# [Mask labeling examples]
— Begin —
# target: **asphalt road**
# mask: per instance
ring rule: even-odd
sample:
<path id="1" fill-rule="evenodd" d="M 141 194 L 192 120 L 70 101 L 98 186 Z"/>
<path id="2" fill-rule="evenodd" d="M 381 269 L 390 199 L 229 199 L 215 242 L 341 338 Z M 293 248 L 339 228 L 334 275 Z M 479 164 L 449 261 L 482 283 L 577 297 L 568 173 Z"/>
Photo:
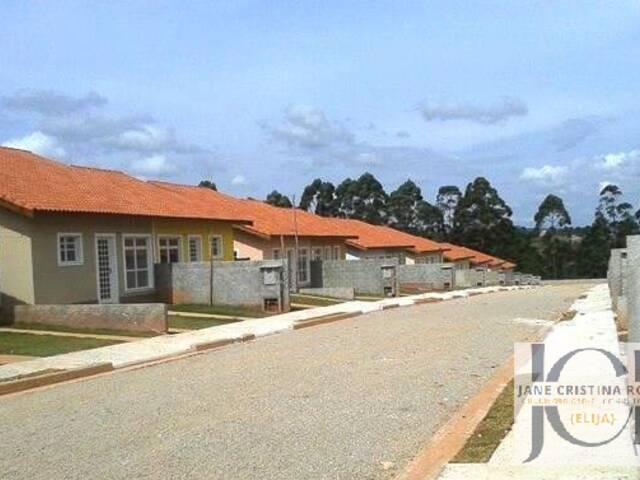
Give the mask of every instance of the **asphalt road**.
<path id="1" fill-rule="evenodd" d="M 0 478 L 392 478 L 588 285 L 376 312 L 0 398 Z"/>

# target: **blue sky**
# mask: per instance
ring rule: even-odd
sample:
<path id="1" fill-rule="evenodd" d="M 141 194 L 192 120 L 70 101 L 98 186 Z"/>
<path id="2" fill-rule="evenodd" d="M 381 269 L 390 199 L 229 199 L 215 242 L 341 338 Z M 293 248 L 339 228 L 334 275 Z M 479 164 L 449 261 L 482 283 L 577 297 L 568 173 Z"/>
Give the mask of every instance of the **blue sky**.
<path id="1" fill-rule="evenodd" d="M 364 171 L 640 207 L 640 1 L 5 0 L 0 143 L 264 197 Z"/>

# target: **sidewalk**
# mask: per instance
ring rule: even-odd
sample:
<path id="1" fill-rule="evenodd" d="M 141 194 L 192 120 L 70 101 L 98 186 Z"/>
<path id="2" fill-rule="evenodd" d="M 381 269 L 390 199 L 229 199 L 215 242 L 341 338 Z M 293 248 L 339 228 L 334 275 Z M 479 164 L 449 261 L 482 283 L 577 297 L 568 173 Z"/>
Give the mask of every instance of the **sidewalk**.
<path id="1" fill-rule="evenodd" d="M 557 323 L 546 337 L 546 353 L 551 358 L 562 356 L 567 346 L 588 344 L 619 354 L 619 343 L 611 310 L 607 285 L 589 290 L 586 298 L 578 299 L 572 306 L 577 312 L 569 321 Z M 566 364 L 562 371 L 563 383 L 575 385 L 605 385 L 611 383 L 611 365 L 607 362 L 581 361 Z M 530 369 L 526 369 L 530 372 Z M 530 373 L 529 373 L 530 376 Z M 620 385 L 624 387 L 622 380 Z M 626 418 L 628 408 L 623 405 L 609 410 Z M 521 423 L 522 422 L 522 423 Z M 522 408 L 518 413 L 519 425 L 531 425 L 531 409 Z M 572 428 L 572 427 L 569 427 Z M 438 477 L 440 480 L 459 479 L 637 479 L 640 463 L 635 454 L 631 427 L 611 442 L 587 449 L 562 439 L 550 425 L 544 426 L 544 447 L 541 455 L 523 464 L 526 457 L 519 455 L 518 435 L 511 430 L 500 443 L 486 464 L 449 464 Z M 591 463 L 591 466 L 589 465 Z"/>
<path id="2" fill-rule="evenodd" d="M 425 293 L 410 297 L 389 298 L 378 302 L 353 301 L 327 307 L 311 308 L 266 318 L 220 325 L 177 335 L 163 335 L 135 342 L 83 350 L 36 360 L 0 366 L 0 381 L 20 375 L 33 375 L 45 370 L 67 370 L 111 363 L 115 369 L 153 362 L 196 351 L 197 346 L 212 342 L 233 340 L 254 335 L 262 337 L 292 330 L 298 322 L 333 314 L 368 313 L 393 306 L 413 305 L 425 299 L 448 300 L 471 294 L 491 293 L 499 290 L 517 290 L 534 287 L 482 287 L 444 293 Z"/>

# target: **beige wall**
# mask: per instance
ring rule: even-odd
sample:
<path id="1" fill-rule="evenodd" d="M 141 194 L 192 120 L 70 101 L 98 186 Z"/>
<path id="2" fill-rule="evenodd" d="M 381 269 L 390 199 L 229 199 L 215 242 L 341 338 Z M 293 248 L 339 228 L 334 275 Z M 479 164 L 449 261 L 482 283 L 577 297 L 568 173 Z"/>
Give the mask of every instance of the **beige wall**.
<path id="1" fill-rule="evenodd" d="M 238 258 L 248 258 L 250 260 L 273 259 L 274 251 L 282 250 L 283 242 L 285 253 L 280 252 L 280 258 L 287 258 L 286 251 L 294 250 L 296 248 L 296 241 L 294 237 L 284 237 L 282 241 L 280 240 L 280 237 L 265 239 L 256 235 L 250 235 L 241 230 L 236 230 L 234 236 L 234 248 L 238 252 Z M 309 271 L 308 280 L 298 283 L 298 286 L 300 287 L 309 285 L 311 281 L 310 262 L 315 258 L 314 252 L 322 250 L 322 259 L 326 259 L 329 254 L 329 259 L 337 257 L 338 260 L 344 260 L 347 252 L 343 238 L 298 237 L 297 245 L 299 249 L 306 249 L 307 251 L 307 270 Z M 294 261 L 293 264 L 295 265 L 297 262 Z M 291 278 L 293 278 L 294 274 L 292 267 L 293 265 L 289 265 L 289 276 Z"/>
<path id="2" fill-rule="evenodd" d="M 0 207 L 0 310 L 33 303 L 32 220 Z"/>
<path id="3" fill-rule="evenodd" d="M 82 265 L 58 266 L 58 233 L 82 234 Z M 153 299 L 153 291 L 125 291 L 122 234 L 151 234 L 151 219 L 123 215 L 36 214 L 33 234 L 35 303 L 97 302 L 95 234 L 116 234 L 121 302 Z"/>

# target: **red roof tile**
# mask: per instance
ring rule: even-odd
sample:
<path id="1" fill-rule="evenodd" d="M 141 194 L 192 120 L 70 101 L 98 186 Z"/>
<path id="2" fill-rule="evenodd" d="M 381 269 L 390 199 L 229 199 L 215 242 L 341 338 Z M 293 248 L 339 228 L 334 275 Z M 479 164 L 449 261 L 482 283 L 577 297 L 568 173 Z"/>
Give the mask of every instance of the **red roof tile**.
<path id="1" fill-rule="evenodd" d="M 439 243 L 423 237 L 401 232 L 391 227 L 371 225 L 360 220 L 334 218 L 333 222 L 343 232 L 357 235 L 349 240 L 351 246 L 361 250 L 372 248 L 401 248 L 416 253 L 441 252 L 445 250 Z"/>
<path id="2" fill-rule="evenodd" d="M 66 165 L 34 153 L 0 147 L 0 202 L 26 213 L 74 212 L 250 220 L 221 201 L 193 202 L 115 170 Z"/>
<path id="3" fill-rule="evenodd" d="M 444 252 L 445 260 L 450 262 L 469 260 L 474 265 L 487 265 L 489 267 L 501 267 L 501 268 L 514 268 L 515 264 L 507 262 L 498 257 L 488 255 L 486 253 L 473 250 L 472 248 L 461 247 L 460 245 L 454 245 L 453 243 L 442 243 L 442 245 L 450 248 L 450 250 Z M 506 266 L 506 265 L 511 266 Z"/>
<path id="4" fill-rule="evenodd" d="M 237 215 L 251 220 L 251 226 L 238 226 L 239 229 L 258 236 L 294 236 L 300 237 L 353 237 L 349 233 L 336 230 L 335 225 L 328 219 L 314 215 L 305 210 L 280 208 L 259 200 L 238 199 L 214 192 L 208 188 L 188 187 L 169 183 L 154 182 L 155 185 L 168 190 L 177 191 L 194 203 L 207 201 L 211 194 L 228 202 L 229 208 Z M 294 219 L 295 212 L 295 219 Z"/>

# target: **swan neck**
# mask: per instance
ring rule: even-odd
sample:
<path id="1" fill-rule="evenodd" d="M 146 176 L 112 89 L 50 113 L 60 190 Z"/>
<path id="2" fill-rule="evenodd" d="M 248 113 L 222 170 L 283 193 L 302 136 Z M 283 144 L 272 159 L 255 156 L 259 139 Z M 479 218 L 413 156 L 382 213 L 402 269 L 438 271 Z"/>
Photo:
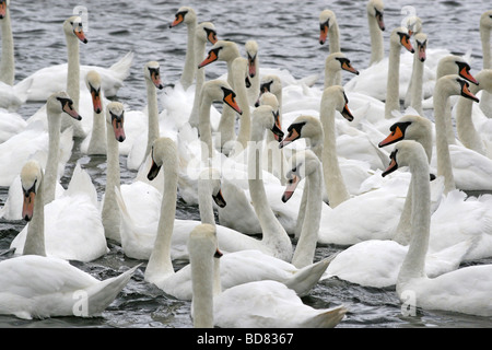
— End —
# [WRITTEN PROBLEM]
Copy every line, starting at the one that contains "# target: **red roof tile**" and stopping after the one that contains "66 165 L 34". In the answer paths only, multiply each coordinate by 0.95 and round it to the nearest whole number, with halves rounded up.

# [FULL RESPONSE]
# target: **red roof tile**
# mask: per instance
ring rule: even-odd
sample:
<path id="1" fill-rule="evenodd" d="M 141 194 L 192 120 L 70 101 L 98 186 Z"/>
<path id="2" fill-rule="evenodd" d="M 381 269 L 390 199 L 229 199 L 215 242 L 341 338 Z M 293 248 L 339 228 L 334 275 Z M 479 164 L 449 261 L 482 283 L 577 297 L 568 173 Z"/>
Give the mask of every instance of the **red roof tile**.
<path id="1" fill-rule="evenodd" d="M 417 231 L 402 225 L 381 220 L 371 216 L 352 214 L 342 209 L 317 207 L 316 211 L 326 220 L 339 223 L 332 228 L 333 234 L 343 238 L 353 236 L 381 236 L 395 240 L 419 239 L 423 238 Z"/>
<path id="2" fill-rule="evenodd" d="M 63 157 L 32 145 L 0 140 L 0 192 L 25 202 L 70 201 L 238 209 L 210 191 L 183 192 L 109 162 Z"/>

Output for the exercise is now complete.